*Supplied records*.
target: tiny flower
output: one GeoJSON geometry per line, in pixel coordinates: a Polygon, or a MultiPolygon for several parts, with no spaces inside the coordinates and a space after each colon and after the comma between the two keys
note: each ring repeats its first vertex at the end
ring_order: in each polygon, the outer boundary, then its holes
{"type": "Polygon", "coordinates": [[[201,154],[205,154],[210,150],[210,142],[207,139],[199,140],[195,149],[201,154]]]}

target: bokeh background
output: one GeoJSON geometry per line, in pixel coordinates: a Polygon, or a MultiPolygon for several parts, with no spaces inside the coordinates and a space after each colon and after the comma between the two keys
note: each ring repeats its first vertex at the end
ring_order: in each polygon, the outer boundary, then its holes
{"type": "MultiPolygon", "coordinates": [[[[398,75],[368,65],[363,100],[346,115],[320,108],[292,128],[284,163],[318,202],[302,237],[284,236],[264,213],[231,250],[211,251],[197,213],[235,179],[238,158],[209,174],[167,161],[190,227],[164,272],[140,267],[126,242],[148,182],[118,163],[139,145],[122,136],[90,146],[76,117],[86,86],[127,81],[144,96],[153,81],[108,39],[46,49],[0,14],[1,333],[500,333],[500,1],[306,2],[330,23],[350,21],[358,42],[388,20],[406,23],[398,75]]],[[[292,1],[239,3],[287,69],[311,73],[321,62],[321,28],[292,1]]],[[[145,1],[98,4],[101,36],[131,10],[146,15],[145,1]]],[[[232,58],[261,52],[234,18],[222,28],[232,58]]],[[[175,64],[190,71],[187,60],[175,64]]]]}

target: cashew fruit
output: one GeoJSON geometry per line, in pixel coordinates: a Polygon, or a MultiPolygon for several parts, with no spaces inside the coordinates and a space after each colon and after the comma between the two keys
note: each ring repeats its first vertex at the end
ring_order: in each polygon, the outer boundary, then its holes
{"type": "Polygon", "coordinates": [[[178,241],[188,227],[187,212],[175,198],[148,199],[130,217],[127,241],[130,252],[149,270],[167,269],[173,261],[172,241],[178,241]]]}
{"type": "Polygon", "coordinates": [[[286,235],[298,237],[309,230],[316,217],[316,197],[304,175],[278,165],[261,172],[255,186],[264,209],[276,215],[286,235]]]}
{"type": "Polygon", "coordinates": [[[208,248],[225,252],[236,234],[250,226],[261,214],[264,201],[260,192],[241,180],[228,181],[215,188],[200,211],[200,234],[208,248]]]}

*What is needed*. Write out the records shown above, exactly as they appear.

*Exercise response*.
target: tiny flower
output: one GeoJSON geometry per line, in pixel coordinates: a Polygon, or a MultiPolygon for several parts, with no spaces inside the coordinates and a space after each colon and after the comma between the two keys
note: each ring repeats its first vertex at the end
ring_order: in each polygon, the outer boundary, then its holes
{"type": "Polygon", "coordinates": [[[201,154],[205,154],[210,150],[210,142],[207,139],[199,140],[195,149],[201,154]]]}

target: bokeh background
output: one GeoJSON geometry per line, in pixel coordinates: a Polygon, or a MultiPolygon for several parts, with no spaces inside the coordinates and a space after each colon and after the comma between the two keys
note: each ring repeats its first vertex at the end
ring_order: in each polygon, the outer boundary, then its holes
{"type": "MultiPolygon", "coordinates": [[[[398,75],[368,65],[363,100],[346,115],[320,108],[292,128],[284,163],[318,202],[302,237],[284,236],[264,213],[231,250],[211,251],[197,213],[235,179],[238,158],[209,174],[167,161],[190,227],[164,272],[140,267],[126,242],[148,182],[118,163],[139,145],[122,136],[90,146],[76,117],[86,86],[127,81],[144,96],[153,81],[108,39],[46,49],[0,14],[1,333],[500,333],[500,1],[306,2],[330,23],[350,21],[358,42],[388,20],[406,23],[398,75]]],[[[292,1],[239,3],[287,69],[311,73],[321,62],[321,28],[292,1]]],[[[145,1],[98,4],[101,36],[131,10],[146,15],[145,1]]],[[[232,58],[261,52],[234,18],[222,28],[232,58]]],[[[175,64],[190,71],[187,60],[175,64]]]]}

target: cashew fruit
output: one GeoJSON geometry per line, in pixel coordinates: a Polygon, or a MultiPolygon for several parts, with no spaces inside the coordinates and a space after each colon and after the comma between the two keys
note: each ring repeats its first vertex at the end
ring_order: in each polygon, the outer boundary, then its holes
{"type": "Polygon", "coordinates": [[[178,241],[188,227],[187,212],[175,198],[148,199],[130,217],[127,241],[130,252],[149,270],[167,269],[173,261],[172,241],[178,241]]]}
{"type": "Polygon", "coordinates": [[[286,235],[298,237],[309,230],[316,217],[316,197],[304,175],[278,165],[261,172],[255,186],[264,209],[276,215],[286,235]]]}
{"type": "Polygon", "coordinates": [[[208,248],[225,252],[236,234],[250,226],[261,214],[264,201],[260,192],[241,180],[228,181],[215,188],[200,211],[200,234],[208,248]]]}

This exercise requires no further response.